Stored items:

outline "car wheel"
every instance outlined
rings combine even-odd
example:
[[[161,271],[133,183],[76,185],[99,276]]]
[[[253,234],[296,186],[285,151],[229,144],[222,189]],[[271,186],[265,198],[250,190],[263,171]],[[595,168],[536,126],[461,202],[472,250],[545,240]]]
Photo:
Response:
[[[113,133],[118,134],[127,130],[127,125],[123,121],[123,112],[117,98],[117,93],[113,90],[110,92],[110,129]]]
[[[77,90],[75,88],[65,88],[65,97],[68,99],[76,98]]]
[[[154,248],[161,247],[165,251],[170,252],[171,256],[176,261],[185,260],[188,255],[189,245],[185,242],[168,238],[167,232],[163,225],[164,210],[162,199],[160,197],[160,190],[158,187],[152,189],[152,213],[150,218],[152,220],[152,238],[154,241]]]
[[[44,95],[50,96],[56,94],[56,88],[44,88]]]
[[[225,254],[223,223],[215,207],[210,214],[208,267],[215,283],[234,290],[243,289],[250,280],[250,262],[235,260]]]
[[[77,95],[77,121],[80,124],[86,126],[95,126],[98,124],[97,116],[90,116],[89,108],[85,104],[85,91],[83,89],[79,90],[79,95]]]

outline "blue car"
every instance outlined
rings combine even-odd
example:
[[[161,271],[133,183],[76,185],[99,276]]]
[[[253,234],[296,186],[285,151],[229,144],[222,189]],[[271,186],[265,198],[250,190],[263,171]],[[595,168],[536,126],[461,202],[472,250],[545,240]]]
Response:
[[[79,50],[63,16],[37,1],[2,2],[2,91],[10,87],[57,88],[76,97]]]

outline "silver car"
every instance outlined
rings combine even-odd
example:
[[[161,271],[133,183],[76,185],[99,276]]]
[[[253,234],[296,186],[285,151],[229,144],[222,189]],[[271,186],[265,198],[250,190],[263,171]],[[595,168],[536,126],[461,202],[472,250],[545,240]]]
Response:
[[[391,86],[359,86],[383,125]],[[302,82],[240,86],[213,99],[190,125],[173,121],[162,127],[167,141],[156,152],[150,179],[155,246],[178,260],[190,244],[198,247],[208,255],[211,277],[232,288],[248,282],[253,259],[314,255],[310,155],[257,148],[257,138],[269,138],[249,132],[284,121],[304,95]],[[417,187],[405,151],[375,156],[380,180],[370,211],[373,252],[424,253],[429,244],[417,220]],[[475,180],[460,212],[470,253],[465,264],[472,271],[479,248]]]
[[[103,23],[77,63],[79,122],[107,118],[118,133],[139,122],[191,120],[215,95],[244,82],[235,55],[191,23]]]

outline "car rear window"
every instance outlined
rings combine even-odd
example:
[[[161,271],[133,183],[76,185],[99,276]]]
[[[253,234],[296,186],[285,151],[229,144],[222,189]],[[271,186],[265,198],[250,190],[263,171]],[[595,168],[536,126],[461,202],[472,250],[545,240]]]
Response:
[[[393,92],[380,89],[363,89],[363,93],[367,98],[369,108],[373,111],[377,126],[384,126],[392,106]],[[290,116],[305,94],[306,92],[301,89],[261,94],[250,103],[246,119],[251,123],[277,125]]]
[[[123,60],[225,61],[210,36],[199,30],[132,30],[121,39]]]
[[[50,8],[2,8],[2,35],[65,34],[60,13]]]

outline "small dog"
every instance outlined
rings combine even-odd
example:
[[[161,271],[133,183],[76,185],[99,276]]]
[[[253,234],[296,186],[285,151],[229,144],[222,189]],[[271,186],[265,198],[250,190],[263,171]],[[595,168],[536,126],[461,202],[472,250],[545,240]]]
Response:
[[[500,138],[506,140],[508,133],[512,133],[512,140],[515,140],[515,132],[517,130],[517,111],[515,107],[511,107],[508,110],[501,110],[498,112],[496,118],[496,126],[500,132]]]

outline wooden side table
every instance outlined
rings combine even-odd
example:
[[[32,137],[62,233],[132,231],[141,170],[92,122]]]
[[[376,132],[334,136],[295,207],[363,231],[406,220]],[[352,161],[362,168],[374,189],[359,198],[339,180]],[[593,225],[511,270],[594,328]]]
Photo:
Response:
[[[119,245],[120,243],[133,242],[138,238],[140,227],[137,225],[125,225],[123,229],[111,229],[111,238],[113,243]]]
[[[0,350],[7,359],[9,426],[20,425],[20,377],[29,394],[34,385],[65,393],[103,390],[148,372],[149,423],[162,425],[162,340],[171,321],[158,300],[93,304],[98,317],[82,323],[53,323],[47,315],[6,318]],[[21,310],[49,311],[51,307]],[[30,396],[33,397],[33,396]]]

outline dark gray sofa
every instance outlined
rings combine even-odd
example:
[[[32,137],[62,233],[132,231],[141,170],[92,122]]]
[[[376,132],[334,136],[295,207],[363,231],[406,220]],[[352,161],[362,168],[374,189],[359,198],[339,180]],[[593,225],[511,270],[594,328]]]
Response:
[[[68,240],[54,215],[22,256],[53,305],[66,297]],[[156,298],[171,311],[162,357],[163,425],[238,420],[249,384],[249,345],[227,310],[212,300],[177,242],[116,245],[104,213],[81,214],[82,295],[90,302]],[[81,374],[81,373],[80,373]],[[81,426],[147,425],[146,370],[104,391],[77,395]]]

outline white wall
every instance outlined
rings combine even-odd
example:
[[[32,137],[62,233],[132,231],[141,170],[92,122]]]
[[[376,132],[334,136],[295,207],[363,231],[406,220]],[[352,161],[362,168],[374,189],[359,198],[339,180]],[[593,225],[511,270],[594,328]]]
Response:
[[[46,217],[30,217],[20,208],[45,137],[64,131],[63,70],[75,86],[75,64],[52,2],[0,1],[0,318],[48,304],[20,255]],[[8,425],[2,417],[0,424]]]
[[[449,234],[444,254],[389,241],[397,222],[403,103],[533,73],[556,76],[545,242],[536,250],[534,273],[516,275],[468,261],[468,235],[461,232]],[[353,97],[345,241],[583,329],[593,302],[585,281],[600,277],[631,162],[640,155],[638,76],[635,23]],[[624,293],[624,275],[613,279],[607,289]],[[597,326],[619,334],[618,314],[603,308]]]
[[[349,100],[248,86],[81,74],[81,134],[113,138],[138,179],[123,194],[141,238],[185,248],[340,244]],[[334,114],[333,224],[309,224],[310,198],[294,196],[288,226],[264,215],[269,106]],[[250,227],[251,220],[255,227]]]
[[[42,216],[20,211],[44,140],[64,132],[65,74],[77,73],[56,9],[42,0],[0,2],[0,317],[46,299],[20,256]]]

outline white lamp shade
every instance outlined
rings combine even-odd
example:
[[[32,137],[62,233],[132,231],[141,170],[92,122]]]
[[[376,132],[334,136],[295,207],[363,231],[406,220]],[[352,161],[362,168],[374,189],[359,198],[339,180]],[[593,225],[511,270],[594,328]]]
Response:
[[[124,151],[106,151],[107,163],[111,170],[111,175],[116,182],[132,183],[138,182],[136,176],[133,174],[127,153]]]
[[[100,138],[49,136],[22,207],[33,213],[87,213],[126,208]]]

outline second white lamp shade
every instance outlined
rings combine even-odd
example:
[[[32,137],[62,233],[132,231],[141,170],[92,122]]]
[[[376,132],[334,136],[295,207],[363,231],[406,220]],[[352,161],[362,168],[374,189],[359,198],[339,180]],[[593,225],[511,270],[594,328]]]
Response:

### WHAT YOU WILL DO
Restate the entries. Match them exactly.

### PROBLEM SOLUTION
outline "car wheel"
every instance outlined
rings combine even-odd
example:
[[[161,271],[133,183],[76,185],[99,276]]]
[[[253,234],[296,186],[285,151],[229,144],[222,189]],[[271,186],[265,198],[250,190],[263,171]],[[595,168],[536,126],[461,202],[472,250],[545,240]]]
Photo:
Response:
[[[113,133],[118,134],[127,130],[127,125],[123,121],[123,112],[117,98],[117,93],[113,90],[110,92],[110,129]]]
[[[77,90],[75,88],[65,88],[65,97],[68,99],[76,98]]]
[[[154,248],[161,247],[165,251],[170,252],[171,256],[176,261],[185,260],[188,255],[189,245],[185,242],[168,238],[167,232],[163,225],[164,210],[162,199],[160,197],[160,190],[158,187],[152,189],[152,213],[150,218],[152,220],[152,238],[154,241]]]
[[[44,95],[50,96],[56,94],[56,88],[44,88]]]
[[[225,254],[223,223],[215,207],[210,214],[208,267],[215,283],[234,290],[243,289],[250,280],[250,262],[235,260]]]
[[[77,95],[77,121],[80,124],[86,126],[95,126],[98,124],[97,116],[90,116],[89,108],[85,104],[85,91],[83,89],[79,90],[79,95]]]

outline "blue car"
every instance outlined
rings combine even-odd
example:
[[[161,271],[133,183],[76,185],[99,276]]]
[[[253,234],[296,186],[285,151],[229,144],[222,189]],[[271,186],[265,198],[250,190],[263,171]],[[595,168],[536,126],[461,202],[472,250],[545,240]]]
Response:
[[[79,50],[63,16],[37,1],[2,2],[2,91],[10,87],[57,88],[76,97]]]

outline "silver car"
every instance outlined
rings combine even-odd
example:
[[[161,271],[133,183],[76,185],[99,276]]]
[[[253,234],[296,186],[285,151],[229,144],[222,189]],[[271,186],[265,198],[250,190],[263,171]],[[595,168],[536,126],[461,202],[472,250],[545,240]]]
Response:
[[[391,86],[359,86],[383,125]],[[302,82],[240,86],[213,99],[190,125],[173,121],[162,127],[167,141],[156,152],[150,179],[155,246],[178,260],[190,244],[198,247],[208,255],[211,277],[232,288],[248,282],[253,259],[314,255],[310,155],[257,148],[257,138],[269,138],[249,132],[284,121],[304,95]],[[417,187],[405,151],[375,156],[380,180],[370,211],[373,252],[424,253],[429,244],[417,220]],[[475,180],[460,212],[470,253],[465,264],[472,271],[479,248]]]
[[[103,23],[77,63],[79,122],[107,118],[118,133],[139,122],[191,120],[215,95],[244,82],[235,55],[191,23]]]

outline "car rear window"
every instance outlined
rings combine even-odd
example:
[[[161,271],[133,183],[76,185],[99,276]]]
[[[253,234],[296,186],[285,151],[229,144],[222,189]],[[271,186],[265,198],[250,190],[263,171]],[[595,168],[536,126],[461,202],[472,250],[545,240]]]
Response:
[[[393,92],[380,89],[363,89],[363,93],[367,98],[369,108],[373,111],[377,126],[384,126],[392,106]],[[290,116],[305,94],[306,92],[301,89],[261,94],[250,103],[246,119],[251,123],[277,125]]]
[[[123,60],[225,61],[210,36],[199,30],[132,30],[121,39]]]
[[[50,8],[2,8],[2,35],[65,34],[60,13]]]

outline "small dog"
every instance outlined
rings combine even-odd
example:
[[[161,271],[133,183],[76,185],[99,276]]]
[[[253,234],[296,186],[285,151],[229,144],[222,189]],[[271,186],[265,198],[250,190],[263,171]],[[595,168],[536,126],[461,202],[472,250],[545,240]]]
Response:
[[[500,138],[506,140],[508,133],[512,133],[512,140],[515,140],[515,132],[517,130],[517,111],[515,107],[511,107],[508,110],[501,110],[498,112],[496,118],[496,126],[500,132]]]

outline wooden side table
every instance outlined
rings combine even-odd
example:
[[[32,137],[62,233],[132,231],[141,170],[92,122]]]
[[[376,132],[334,136],[295,207],[363,231],[406,220]],[[352,161],[362,168],[374,189],[359,198],[339,180]],[[593,225],[511,270],[594,328]]]
Photo:
Response:
[[[119,245],[120,243],[133,242],[138,238],[140,227],[137,225],[125,225],[123,229],[111,229],[111,238],[113,243]]]
[[[0,350],[7,359],[9,426],[20,425],[20,377],[29,394],[34,385],[65,393],[103,390],[148,372],[149,423],[162,425],[162,340],[171,321],[158,300],[93,304],[98,317],[82,323],[53,323],[47,315],[6,318]],[[21,310],[49,311],[51,307]],[[30,396],[33,397],[33,396]]]

outline dark gray sofa
every instance outlined
rings combine even-odd
example:
[[[32,137],[62,233],[132,231],[141,170],[92,122]]]
[[[376,132],[334,136],[295,207],[363,231],[406,220]],[[352,161],[362,168],[374,189],[359,198],[339,180]],[[593,225],[511,270],[594,328]]]
Response:
[[[68,240],[54,215],[22,256],[53,305],[66,297]],[[156,298],[171,311],[162,357],[163,425],[238,420],[249,384],[249,345],[227,310],[212,300],[177,242],[116,245],[104,213],[81,214],[82,295],[90,302]],[[81,374],[81,373],[80,373]],[[81,426],[147,425],[146,370],[104,391],[77,395]]]

outline white wall
every instance outlined
rings combine even-odd
example:
[[[32,137],[62,233],[132,231],[141,170],[92,122]]]
[[[376,132],[334,136],[295,207],[363,231],[406,220]],[[352,161],[362,168],[374,189],[359,198],[339,180]],[[593,225],[511,270],[594,328]]]
Response:
[[[46,217],[30,217],[20,208],[45,137],[64,131],[63,70],[75,86],[75,64],[52,2],[0,1],[0,318],[48,304],[20,255]],[[8,425],[2,417],[0,424]]]
[[[449,234],[444,254],[389,241],[397,222],[403,103],[533,73],[556,76],[545,242],[536,250],[534,273],[516,275],[468,261],[468,235],[461,232]],[[353,97],[345,241],[583,329],[593,302],[585,281],[600,277],[631,162],[640,155],[638,76],[635,23]],[[624,293],[624,275],[613,279],[607,289]],[[597,326],[619,334],[618,314],[603,308]]]
[[[349,100],[248,86],[81,74],[81,134],[113,138],[138,179],[123,194],[141,238],[185,248],[340,244]],[[334,114],[333,224],[309,224],[310,198],[294,196],[288,226],[264,215],[269,106]],[[250,227],[251,220],[255,227]]]
[[[42,216],[20,211],[44,140],[64,132],[65,74],[77,73],[56,9],[42,0],[0,2],[0,317],[46,299],[20,256]]]

outline white lamp shade
every instance outlined
rings combine even-odd
example:
[[[32,137],[62,233],[132,231],[141,170],[92,122]]]
[[[376,132],[334,136],[295,207],[363,231],[406,220]],[[352,161],[362,168],[374,189],[359,198],[339,180]],[[593,225],[511,270],[594,328]]]
Response:
[[[124,151],[106,151],[107,163],[111,170],[111,175],[116,182],[132,183],[138,182],[136,176],[133,174],[127,153]]]
[[[100,138],[49,136],[22,207],[33,213],[87,213],[126,208]]]

outline second white lamp shade
every instance outlined
rings combine even-odd
example:
[[[32,137],[62,233],[132,231],[141,170],[92,122]]]
[[[376,132],[334,136],[295,207],[363,231],[406,220]],[[352,161],[362,168],[374,189],[359,198],[339,180]],[[593,225],[511,270],[594,328]]]
Response:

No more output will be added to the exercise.